The request –
Return each line from the entries below that contains the word "would".

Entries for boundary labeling
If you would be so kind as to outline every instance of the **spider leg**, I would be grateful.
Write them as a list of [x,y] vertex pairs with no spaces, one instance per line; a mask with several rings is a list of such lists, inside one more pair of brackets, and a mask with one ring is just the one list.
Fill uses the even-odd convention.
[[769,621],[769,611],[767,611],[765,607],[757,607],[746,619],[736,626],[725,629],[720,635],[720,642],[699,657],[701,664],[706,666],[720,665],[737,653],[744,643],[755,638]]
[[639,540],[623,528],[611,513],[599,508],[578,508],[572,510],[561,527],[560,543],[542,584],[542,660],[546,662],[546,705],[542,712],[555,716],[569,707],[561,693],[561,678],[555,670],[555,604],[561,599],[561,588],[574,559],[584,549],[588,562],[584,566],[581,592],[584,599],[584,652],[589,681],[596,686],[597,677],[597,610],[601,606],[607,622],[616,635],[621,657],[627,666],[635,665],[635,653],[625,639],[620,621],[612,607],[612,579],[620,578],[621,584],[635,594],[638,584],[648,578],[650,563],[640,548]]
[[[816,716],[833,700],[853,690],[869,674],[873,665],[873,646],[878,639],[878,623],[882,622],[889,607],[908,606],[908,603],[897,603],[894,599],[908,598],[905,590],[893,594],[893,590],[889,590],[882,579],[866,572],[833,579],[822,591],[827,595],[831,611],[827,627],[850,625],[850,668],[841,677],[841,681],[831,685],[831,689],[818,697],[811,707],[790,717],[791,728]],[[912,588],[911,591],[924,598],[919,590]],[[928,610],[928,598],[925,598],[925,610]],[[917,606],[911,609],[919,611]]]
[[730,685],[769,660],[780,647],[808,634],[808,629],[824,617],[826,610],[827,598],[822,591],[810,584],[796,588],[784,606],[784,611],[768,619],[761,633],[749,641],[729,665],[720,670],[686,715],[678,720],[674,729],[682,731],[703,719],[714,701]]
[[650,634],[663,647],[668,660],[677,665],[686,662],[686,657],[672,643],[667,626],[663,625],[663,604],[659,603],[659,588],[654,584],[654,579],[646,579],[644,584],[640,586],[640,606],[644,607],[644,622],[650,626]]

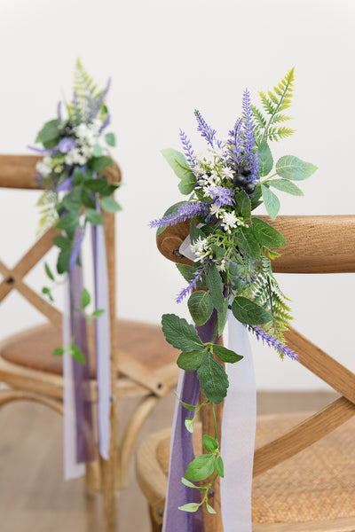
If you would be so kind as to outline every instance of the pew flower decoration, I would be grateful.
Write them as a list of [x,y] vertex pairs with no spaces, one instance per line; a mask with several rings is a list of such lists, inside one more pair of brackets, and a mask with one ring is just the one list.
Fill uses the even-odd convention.
[[[193,265],[177,264],[187,286],[178,293],[177,302],[188,297],[187,305],[194,325],[203,325],[216,317],[214,336],[203,342],[193,325],[175,314],[162,316],[162,331],[168,342],[180,349],[178,365],[197,371],[207,402],[202,405],[183,406],[195,415],[187,419],[193,431],[199,410],[223,402],[227,395],[228,377],[223,363],[236,363],[242,357],[217,345],[228,309],[258,340],[275,348],[283,358],[296,358],[284,343],[283,332],[292,319],[288,298],[272,275],[272,260],[280,254],[274,248],[285,246],[282,235],[251,213],[264,203],[270,217],[275,219],[280,200],[272,192],[303,195],[295,182],[309,177],[317,169],[293,155],[279,159],[274,166],[271,141],[289,137],[294,130],[284,125],[290,116],[284,113],[291,105],[294,69],[269,90],[260,92],[263,111],[251,105],[248,90],[242,98],[242,113],[225,140],[195,111],[197,129],[207,143],[207,154],[193,149],[185,133],[180,130],[184,153],[165,149],[162,154],[179,178],[178,189],[188,195],[168,209],[162,218],[150,223],[158,233],[166,227],[190,219],[190,246]],[[272,171],[273,170],[273,171]],[[181,403],[181,402],[180,402]],[[181,510],[195,512],[208,504],[208,491],[218,476],[224,476],[224,464],[217,436],[203,435],[206,454],[194,458],[182,481],[201,491],[201,502],[184,505]],[[200,481],[205,481],[201,487]]]
[[[110,80],[105,89],[98,89],[77,59],[72,100],[65,104],[65,109],[59,102],[57,118],[47,121],[39,131],[36,143],[42,146],[29,146],[43,155],[36,165],[36,177],[37,184],[44,189],[38,200],[39,231],[53,226],[61,231],[53,239],[59,249],[59,275],[69,274],[75,264],[80,264],[80,249],[88,224],[103,223],[100,208],[108,212],[121,209],[112,197],[120,184],[110,183],[105,176],[105,170],[114,164],[109,148],[115,145],[114,133],[106,132],[110,123],[106,106],[109,86]],[[44,268],[49,279],[54,282],[55,275],[47,263]],[[43,293],[53,301],[50,287],[44,286]],[[84,288],[81,311],[88,322],[103,312],[97,309],[87,314],[85,309],[90,302],[90,293]],[[59,348],[53,354],[61,355],[64,350],[85,363],[83,353],[74,344]]]

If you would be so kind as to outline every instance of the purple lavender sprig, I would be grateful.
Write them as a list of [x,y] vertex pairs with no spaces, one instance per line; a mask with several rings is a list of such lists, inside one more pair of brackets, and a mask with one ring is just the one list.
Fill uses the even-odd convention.
[[169,227],[176,225],[178,222],[185,222],[193,216],[201,215],[205,215],[208,212],[209,203],[207,201],[195,201],[189,203],[186,201],[180,205],[176,213],[162,216],[157,220],[149,222],[149,226],[152,228]]
[[254,332],[254,334],[256,337],[256,340],[259,340],[261,339],[263,344],[266,343],[266,345],[270,348],[273,348],[274,349],[276,349],[276,351],[280,353],[282,358],[286,356],[291,358],[292,360],[298,360],[298,356],[295,353],[295,351],[288,348],[285,344],[283,344],[274,336],[272,336],[271,334],[265,332],[265,331],[263,331],[263,329],[258,325],[248,325],[247,328],[250,332]]
[[194,290],[196,288],[198,281],[201,280],[202,273],[203,273],[203,265],[200,266],[200,268],[198,270],[196,270],[196,271],[193,272],[193,278],[189,282],[189,284],[187,285],[187,286],[185,288],[183,288],[181,290],[181,292],[179,292],[178,293],[177,298],[175,300],[177,301],[177,303],[181,303],[181,301],[183,301],[183,299],[185,297],[186,297],[187,295],[190,295],[190,293],[192,293],[193,290]]
[[193,145],[187,138],[185,131],[183,131],[181,129],[180,129],[179,135],[180,135],[181,144],[183,145],[183,149],[184,149],[184,153],[185,153],[185,156],[186,158],[187,163],[188,163],[189,167],[192,169],[193,169],[196,163],[195,163],[195,158],[193,155]]

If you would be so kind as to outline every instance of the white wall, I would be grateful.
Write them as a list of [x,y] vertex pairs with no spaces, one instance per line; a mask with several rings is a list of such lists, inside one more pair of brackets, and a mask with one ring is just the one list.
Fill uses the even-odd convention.
[[[281,213],[354,212],[354,14],[351,0],[0,2],[1,153],[28,153],[26,145],[54,116],[57,101],[70,95],[77,56],[100,84],[113,77],[114,155],[125,182],[118,198],[124,207],[118,215],[122,317],[152,323],[163,312],[187,317],[174,302],[184,281],[156,251],[147,222],[180,200],[160,150],[179,149],[180,127],[200,144],[195,107],[225,136],[245,87],[257,101],[258,90],[295,66],[297,132],[272,147],[320,169],[302,184],[304,198],[283,195]],[[35,234],[36,194],[1,192],[0,250],[9,263],[20,254],[20,238],[29,241]],[[29,277],[41,286],[40,272]],[[294,300],[298,328],[355,370],[350,277],[280,280]],[[0,338],[41,319],[20,301],[14,294],[0,309]],[[296,363],[280,363],[267,349],[256,348],[256,360],[260,388],[321,387]]]

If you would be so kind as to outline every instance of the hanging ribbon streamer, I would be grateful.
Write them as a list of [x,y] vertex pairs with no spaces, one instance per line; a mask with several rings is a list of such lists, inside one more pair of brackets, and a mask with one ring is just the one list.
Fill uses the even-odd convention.
[[106,460],[108,460],[111,433],[111,347],[107,262],[103,226],[93,225],[91,237],[94,262],[95,305],[96,309],[104,310],[102,316],[95,320],[97,379],[99,389],[99,445],[101,457]]
[[[110,325],[108,305],[107,264],[105,234],[102,226],[92,227],[92,254],[96,309],[103,309],[95,320],[97,381],[99,390],[99,453],[108,459],[110,444]],[[69,273],[65,287],[63,315],[63,345],[74,342],[85,356],[86,364],[75,361],[64,354],[64,477],[66,480],[82,476],[84,464],[95,459],[92,403],[89,370],[88,335],[85,317],[76,309],[81,308],[83,288],[83,269],[77,265]]]
[[[243,358],[226,364],[229,379],[224,402],[221,455],[221,511],[224,532],[251,532],[251,486],[256,422],[256,387],[246,327],[228,311],[228,348]],[[237,480],[236,480],[237,479]]]
[[83,464],[95,459],[86,318],[81,308],[83,269],[75,265],[65,286],[63,345],[75,343],[83,352],[82,364],[64,353],[64,477],[76,478],[84,473]]

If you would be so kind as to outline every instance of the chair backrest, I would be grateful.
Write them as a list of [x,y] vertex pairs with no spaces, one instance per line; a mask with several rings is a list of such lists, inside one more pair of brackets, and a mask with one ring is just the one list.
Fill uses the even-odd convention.
[[[36,190],[35,176],[37,174],[36,163],[41,157],[36,155],[0,155],[0,188]],[[105,170],[105,176],[112,182],[121,180],[119,167],[114,163]],[[103,211],[104,231],[106,245],[107,270],[109,284],[109,311],[111,323],[111,353],[116,353],[115,342],[115,253],[114,253],[114,215]],[[54,305],[51,304],[29,287],[23,280],[24,277],[44,256],[53,245],[53,237],[59,231],[51,228],[45,231],[25,253],[12,269],[8,268],[0,259],[0,273],[3,281],[0,283],[0,303],[13,289],[25,297],[56,327],[60,328],[62,316]],[[113,375],[116,375],[114,364],[112,364]]]
[[[287,246],[272,262],[280,273],[355,272],[355,215],[279,216],[275,221],[260,216],[280,231]],[[189,233],[189,221],[167,228],[157,237],[164,256],[191,264],[178,247]],[[299,363],[331,386],[341,397],[286,434],[258,448],[254,456],[253,475],[257,476],[314,443],[355,415],[355,374],[304,338],[292,327],[285,333],[288,346]],[[202,409],[202,434],[211,430],[212,415]],[[220,432],[222,408],[218,408]],[[207,434],[210,434],[208,432]],[[212,505],[220,505],[216,490]],[[219,512],[220,515],[220,512]],[[223,530],[220,520],[206,520],[206,532]]]

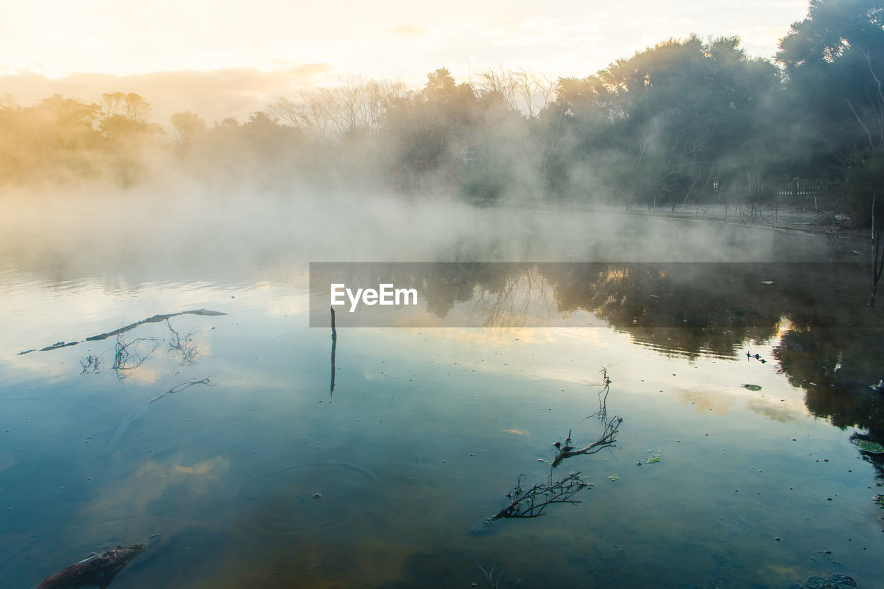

Task answer –
If you would be so kind as to outline every instance of the **spider leg**, I would be grateful.
If you would be so kind as to outline every instance of the pew flower decoration, I would be grateful.
If you would be so kind as to outline every instance of the purple lavender sprig, I would be grateful.
If you would be so kind as to outline every instance of the white wall, I would be grateful.
If you would be so kind as to outline every instance of the hanging ribbon streamer, I would be grateful.
If you would be so kind as to outline every instance of the chair backrest, I would be grateful.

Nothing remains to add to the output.